__Source passage__:
Working towards becoming more self sustainable we have also been doing some segregation work to some of our favorite commercial hybrids, most notably Lemon Boy and Brandy Boy. Commercial hybrids make great foundation plants for the development of new varieties. When you hear someone say not to save seed from a hybrid, it won't be me, sometimes the best new varieties originate within the genes in a commercial packet of seeds and with a little work you can isolate out some truly terrific varieties.

Lemon Boy is a highly productive and popular, globe shaped, truly yellow tomato with great disease tolerance. I've heard it's fairly easy to segregate but would prefer to experiment with it myself so I have obtained seed from both my F1 and F2 growout as well as seed saved from others growouts all the way up to the F4. My goal is to "get out" an open pollinated derivitave that matches the productivity, taste, and color of the original while maintaining as much of the disease tolerance as I can.

Brandy Boy was one of Burpee seed companies new introductions for 2004 I believe. There was some speculation early on that Brandy Boy may have just been a renamed open pollinated tomato since there was evidence of Burpee using this marketing scheme in the past with Bucks County. Brandy boy is a large 12-16 ounce pink potato leaf tomato much like brandywine, but with the productivity of better boy or big boy and less spliting. In all ways in my opinion it beats out its' ansector brandywine and our customers like it as an alternative since it has a longer shelf life which they really appreciate. In 2007 I grew out some saved F2 seed as well as seed that others have saved from F2-F4 lines and saw a bit of variation, though not nearly as much as in some other segrating growouts. However, there was definetly enough variation to definetivly say that this tomato indeed is a hybrid. In time I hope to develop a strain that matches or excedes the taste and texture of brandywine and maintains the potato leaf trait while maintaining the original traits of the hybrids disease tolerance and productivity in an Open Pollinated derrivitive. In time this tomato could replace brandywine as a main crop tomato and I see great things in it's future, particularly for market farmers who want the taste, texture, look, and legacy of brandywine with higher productivity and disease tolerance. Another interesting trait that I noticed was that this tomato set fruit far better than brandywine in harsh heat and humidity levels. Unfortunately it also retains the exerted stigma of Brandywine which makes it prone to crossing. All future growouts will be done in isolation of other tomatoes and other segregates so as to prevent contamination. Maybe in a year or two Hip-Gnosis seed development will have something to release to the local farming community. This fall we will provide mixed seed of our growouts through our message board for those interested in making their own selections.

[Records in a dataset]
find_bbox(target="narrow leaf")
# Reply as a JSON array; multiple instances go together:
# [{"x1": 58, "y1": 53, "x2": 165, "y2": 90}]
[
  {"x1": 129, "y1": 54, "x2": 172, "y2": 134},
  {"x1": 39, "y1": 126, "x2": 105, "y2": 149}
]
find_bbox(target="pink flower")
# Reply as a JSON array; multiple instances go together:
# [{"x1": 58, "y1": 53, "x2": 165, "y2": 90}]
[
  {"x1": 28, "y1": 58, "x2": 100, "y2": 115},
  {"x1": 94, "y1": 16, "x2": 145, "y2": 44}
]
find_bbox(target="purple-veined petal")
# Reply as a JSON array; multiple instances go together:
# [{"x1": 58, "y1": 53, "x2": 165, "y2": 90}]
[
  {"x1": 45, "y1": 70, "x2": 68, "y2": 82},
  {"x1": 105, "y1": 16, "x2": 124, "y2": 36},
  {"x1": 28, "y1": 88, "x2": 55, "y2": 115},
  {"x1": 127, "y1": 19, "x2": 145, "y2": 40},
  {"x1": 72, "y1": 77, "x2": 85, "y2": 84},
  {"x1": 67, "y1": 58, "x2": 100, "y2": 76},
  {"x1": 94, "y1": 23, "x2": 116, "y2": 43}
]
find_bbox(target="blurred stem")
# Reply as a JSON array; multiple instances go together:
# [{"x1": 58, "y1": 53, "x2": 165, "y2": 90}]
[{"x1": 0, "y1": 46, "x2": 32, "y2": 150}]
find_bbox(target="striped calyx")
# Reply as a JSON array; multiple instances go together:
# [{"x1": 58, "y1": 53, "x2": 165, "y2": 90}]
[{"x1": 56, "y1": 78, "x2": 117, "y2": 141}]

__What the task requires__: Carry on the passage about developing open-pollinated varieties from hybrid tomatoes, picking up after its final sentence.

__Exercise output__:
I also grew out some Sungold and Sunsugar cherry tomatoes for some future breeding work within other cherry, grape, pear, currant, and L. Cheesmani lines in 2008 for a series of cherry tomato mixes I'm tentitively calling "Have you Got it yet". It will be nice to have the genetics of the high sugar content (brix) of these tomatoes in our breeding mix. I expect great genetic variability in those lines.

We also grew out and saved seed from Porterhouse tomato, another new Burpee introduction, albeit one that wasn't particularly impressive in the F1 generation, though it will be interesting to see how it segregates out and there are some genes there that I think I can use in the future.

All in all we made some great prgress in developing some new regionally adapted and open pollinated cultivars for use in organic agricultrue and home gardens as well we have been able to distribute some finished varieties and genetically unstable breeding material through out online message board which is always good and gives us some variability in varieties that will be open pollinated in the future.